## PROBLEM
Write out these lines as a Markdown table with two columns, No. and Line, one row per line, numbered in order. Skip blank lines and leave out the pictures.

## INPUT MATERIAL
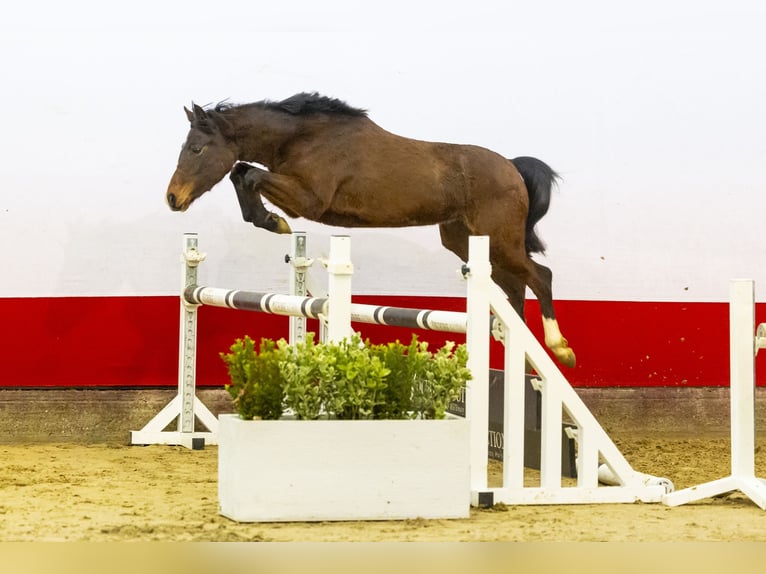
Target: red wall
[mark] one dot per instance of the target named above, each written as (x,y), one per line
(133,341)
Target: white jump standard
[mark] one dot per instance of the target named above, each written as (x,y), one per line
(744,346)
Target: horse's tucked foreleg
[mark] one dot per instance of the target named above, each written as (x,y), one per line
(250,201)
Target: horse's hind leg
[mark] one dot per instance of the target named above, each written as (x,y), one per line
(250,201)
(454,236)
(513,270)
(541,285)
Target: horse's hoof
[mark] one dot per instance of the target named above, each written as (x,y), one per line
(565,356)
(239,170)
(283,227)
(277,224)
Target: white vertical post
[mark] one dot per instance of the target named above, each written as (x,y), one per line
(514,392)
(340,269)
(298,266)
(743,344)
(742,324)
(477,342)
(187,355)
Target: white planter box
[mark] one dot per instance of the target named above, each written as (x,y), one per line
(291,470)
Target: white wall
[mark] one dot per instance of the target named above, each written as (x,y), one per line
(653,112)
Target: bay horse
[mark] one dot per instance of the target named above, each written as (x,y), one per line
(330,163)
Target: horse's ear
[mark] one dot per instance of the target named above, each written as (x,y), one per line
(199,113)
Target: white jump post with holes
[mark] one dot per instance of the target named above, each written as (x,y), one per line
(185,406)
(598,455)
(744,345)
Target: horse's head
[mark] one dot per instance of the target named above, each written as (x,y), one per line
(206,157)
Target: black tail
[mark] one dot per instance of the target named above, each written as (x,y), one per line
(539,179)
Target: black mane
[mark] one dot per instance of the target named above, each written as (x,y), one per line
(313,103)
(303,104)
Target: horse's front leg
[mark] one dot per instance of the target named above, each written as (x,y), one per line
(245,177)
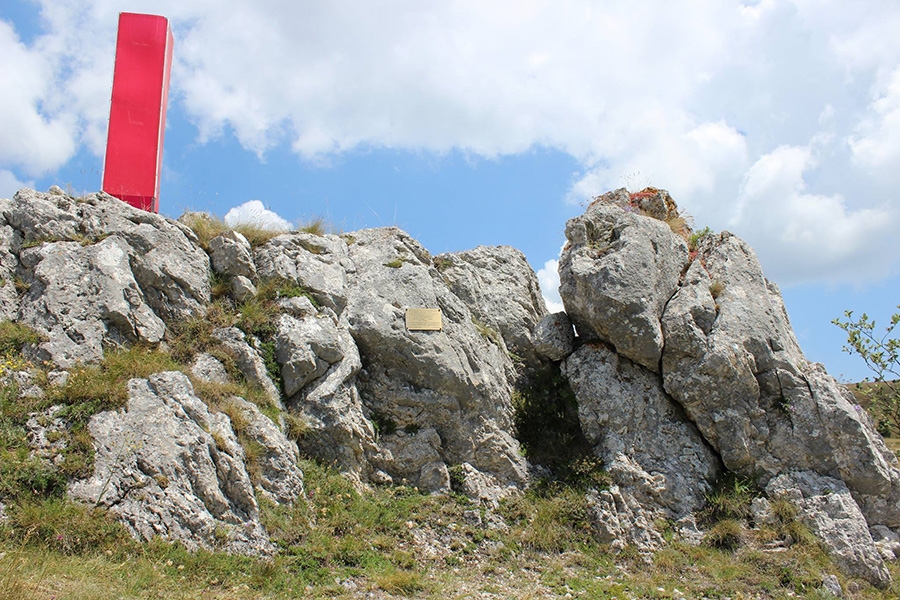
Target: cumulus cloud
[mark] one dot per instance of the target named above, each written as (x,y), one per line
(253,212)
(548,278)
(9,184)
(719,102)
(876,143)
(802,236)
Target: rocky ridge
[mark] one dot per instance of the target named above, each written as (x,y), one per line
(678,351)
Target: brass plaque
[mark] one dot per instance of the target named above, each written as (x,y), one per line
(423,319)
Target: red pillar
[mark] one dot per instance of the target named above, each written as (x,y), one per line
(137,112)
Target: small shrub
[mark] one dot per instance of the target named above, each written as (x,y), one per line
(406,583)
(256,235)
(68,527)
(731,499)
(204,226)
(726,534)
(295,427)
(442,263)
(694,239)
(315,226)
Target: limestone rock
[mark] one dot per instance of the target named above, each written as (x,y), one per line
(455,381)
(830,512)
(82,297)
(339,432)
(619,520)
(414,459)
(274,470)
(248,361)
(9,238)
(733,363)
(166,466)
(554,337)
(319,263)
(171,270)
(207,367)
(231,255)
(642,435)
(306,348)
(242,289)
(617,272)
(501,290)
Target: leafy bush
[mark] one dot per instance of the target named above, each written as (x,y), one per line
(881,353)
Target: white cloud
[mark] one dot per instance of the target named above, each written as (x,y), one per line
(34,138)
(790,106)
(548,278)
(253,212)
(876,145)
(9,184)
(802,236)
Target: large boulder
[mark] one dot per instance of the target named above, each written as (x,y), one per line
(167,466)
(455,381)
(645,441)
(617,272)
(170,269)
(319,263)
(320,363)
(248,361)
(731,359)
(83,297)
(501,290)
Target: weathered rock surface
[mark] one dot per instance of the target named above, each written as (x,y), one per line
(167,466)
(684,361)
(455,381)
(82,297)
(248,361)
(274,470)
(231,255)
(554,337)
(619,520)
(647,444)
(502,292)
(617,272)
(100,271)
(317,262)
(830,512)
(734,364)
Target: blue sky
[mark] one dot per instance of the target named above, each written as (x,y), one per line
(470,123)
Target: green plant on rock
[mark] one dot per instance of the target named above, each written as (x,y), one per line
(694,238)
(880,350)
(545,414)
(730,500)
(13,336)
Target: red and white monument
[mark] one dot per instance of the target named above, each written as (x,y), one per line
(137,113)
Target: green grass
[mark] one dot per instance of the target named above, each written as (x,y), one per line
(340,541)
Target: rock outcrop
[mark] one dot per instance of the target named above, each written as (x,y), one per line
(715,335)
(167,466)
(684,367)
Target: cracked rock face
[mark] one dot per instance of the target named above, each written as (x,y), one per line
(455,381)
(647,444)
(735,366)
(82,297)
(167,466)
(617,272)
(717,336)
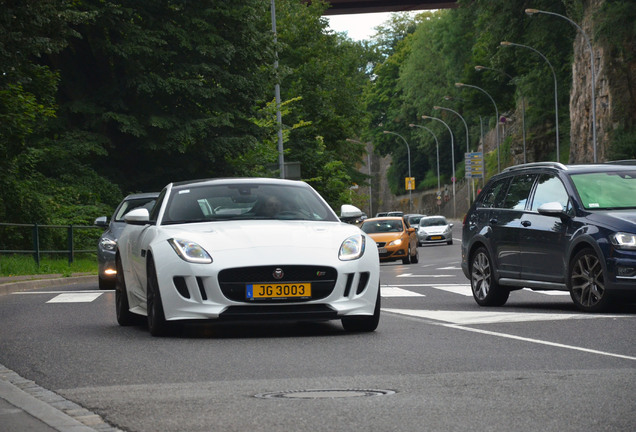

## THE RESPONSE
| No. | Line |
|---|---|
| 1 | Target: red wall |
| 2 | [mark] one dot per instance of the target named above, each written as (x,y), one per line |
| 3 | (133,341) |
| 4 | Target: white jump standard |
| 5 | [mark] one dot per instance of the target named above, each written as (x,y), one per line |
| 6 | (744,346) |
| 7 | Target: horse's tucked foreleg |
| 8 | [mark] one dot per instance of the target named above, each written as (x,y), one per line |
| 9 | (250,201) |
| 10 | Target: horse's hind leg |
| 11 | [mark] one dot per instance of the target named above, each written as (x,y), one per line |
| 12 | (250,201) |
| 13 | (454,236) |
| 14 | (513,270) |
| 15 | (541,285) |
| 16 | Target: horse's hoof |
| 17 | [mark] one dot per instance of the target named above, each written as (x,y), one per line |
| 18 | (565,356) |
| 19 | (239,170) |
| 20 | (283,227) |
| 21 | (277,224) |
| 22 | Target: white vertical post |
| 23 | [mark] one dot per instance of the target named above, each written as (x,y), one per line |
| 24 | (514,392) |
| 25 | (340,269) |
| 26 | (298,266) |
| 27 | (743,344) |
| 28 | (742,324) |
| 29 | (477,342) |
| 30 | (187,355) |
| 31 | Target: white planter box |
| 32 | [mark] one dot per instance of the target named above, each written as (x,y), one per line |
| 33 | (291,470) |
| 34 | Target: white wall |
| 35 | [mark] one dot per instance of the target named above, each written as (x,y), one per line |
| 36 | (653,112) |
| 37 | Target: bay horse |
| 38 | [mark] one dot per instance of the target named above, each written as (x,y), one per line |
| 39 | (330,163) |
| 40 | Target: horse's ear |
| 41 | [mark] one dot per instance of the target named above, each written as (x,y), one per line |
| 42 | (199,113) |
| 43 | Target: white jump post with holes |
| 44 | [mark] one dot per instance of the target named above, each written as (x,y), one per line |
| 45 | (185,406) |
| 46 | (598,455) |
| 47 | (744,345) |
| 48 | Target: horse's head |
| 49 | [mark] one dot per instance of the target named above, each written as (x,y), one per line |
| 50 | (206,157) |
| 51 | Target: black tail |
| 52 | [mark] one dot per instance of the target named above, each written as (x,y), one per line |
| 53 | (539,179) |
| 54 | Target: black mane |
| 55 | [mark] one dot per instance of the target named above, each written as (x,y), one per line |
| 56 | (313,103) |
| 57 | (303,104) |
| 58 | Target: horse's front leg |
| 59 | [mark] one dot per instance of the target named above, each written as (x,y), one per line |
| 60 | (245,177) |
| 61 | Target: cumulus cloud |
| 62 | [mark] one dot per instance of the target named above, each written as (x,y), one per line |
| 63 | (253,212) |
| 64 | (548,278) |
| 65 | (9,184) |
| 66 | (719,102) |
| 67 | (876,143) |
| 68 | (802,236) |
| 69 | Target: rocky ridge |
| 70 | [mark] one dot per instance of the target named above, each written as (x,y), one per line |
| 71 | (678,351) |
| 72 | Target: brass plaque |
| 73 | [mark] one dot per instance of the target named above, each written as (x,y), one per line |
| 74 | (423,319) |
| 75 | Target: red pillar |
| 76 | [mark] one dot per instance of the target named above, each written as (x,y), one per line |
| 77 | (137,112) |
| 78 | Target: small shrub |
| 79 | [mark] one dot per instance of the target named above, each written as (x,y), one per line |
| 80 | (406,583) |
| 81 | (256,235) |
| 82 | (68,527) |
| 83 | (731,499) |
| 84 | (204,226) |
| 85 | (726,534) |
| 86 | (295,427) |
| 87 | (442,263) |
| 88 | (694,239) |
| 89 | (315,226) |
| 90 | Target: limestone rock |
| 91 | [mark] one dot per instance of the target named above, each written as (x,y), one per line |
| 92 | (455,381) |
| 93 | (830,512) |
| 94 | (82,297) |
| 95 | (339,432) |
| 96 | (619,520) |
| 97 | (414,459) |
| 98 | (274,470) |
| 99 | (248,361) |
| 100 | (9,238) |
| 101 | (733,363) |
| 102 | (166,466) |
| 103 | (554,337) |
| 104 | (319,263) |
| 105 | (171,270) |
| 106 | (207,367) |
| 107 | (231,255) |
| 108 | (642,435) |
| 109 | (306,348) |
| 110 | (242,289) |
| 111 | (617,272) |
| 112 | (501,290) |
| 113 | Target: leafy bush |
| 114 | [mark] one dot per instance of the target named above, each written as (x,y), one per line |
| 115 | (881,353) |
| 116 | Target: white cloud |
| 117 | [mark] one dot per instance of the target named above, each written as (x,y), one per line |
| 118 | (34,138) |
| 119 | (790,106) |
| 120 | (548,278) |
| 121 | (253,212) |
| 122 | (876,145) |
| 123 | (9,184) |
| 124 | (802,236) |
| 125 | Target: large boulder |
| 126 | [mark] one dot per instance of the target named above, each written as (x,y), one per line |
| 127 | (167,466) |
| 128 | (455,381) |
| 129 | (645,441) |
| 130 | (617,272) |
| 131 | (170,269) |
| 132 | (319,263) |
| 133 | (320,363) |
| 134 | (248,361) |
| 135 | (731,359) |
| 136 | (83,297) |
| 137 | (501,290) |
| 138 | Target: weathered rock surface |
| 139 | [mark] one dot per instance of the target named above, each written as (x,y), one per line |
| 140 | (167,466) |
| 141 | (684,361) |
| 142 | (455,381) |
| 143 | (82,297) |
| 144 | (248,361) |
| 145 | (274,470) |
| 146 | (231,255) |
| 147 | (554,337) |
| 148 | (619,520) |
| 149 | (647,444) |
| 150 | (502,292) |
| 151 | (617,272) |
| 152 | (100,271) |
| 153 | (317,262) |
| 154 | (830,512) |
| 155 | (734,364) |
| 156 | Target: blue sky |
| 157 | [mark] one dot per instance of the target named above, each written as (x,y), one per line |
| 158 | (470,123) |
| 159 | Target: green plant on rock |
| 160 | [mark] one dot per instance of the target named above, each written as (x,y), one per line |
| 161 | (694,238) |
| 162 | (880,350) |
| 163 | (545,414) |
| 164 | (730,500) |
| 165 | (13,336) |
| 166 | Target: red and white monument |
| 167 | [mark] one dot per instance of the target named above, each written as (x,y), one per line |
| 168 | (137,113) |
| 169 | Target: green grass |
| 170 | [mark] one dot per instance of the target named above, each written as (x,y), one per line |
| 171 | (340,541) |
| 172 | Target: rock outcrop |
| 173 | [mark] one dot per instance of the target named above, each written as (x,y), one per line |
| 174 | (715,335) |
| 175 | (167,466) |
| 176 | (684,367) |
| 177 | Target: cracked rock face |
| 178 | [mark] one dot per instance of the target named above, each written as (x,y), one per line |
| 179 | (455,381) |
| 180 | (647,444) |
| 181 | (735,366) |
| 182 | (82,297) |
| 183 | (167,466) |
| 184 | (617,272) |
| 185 | (717,336) |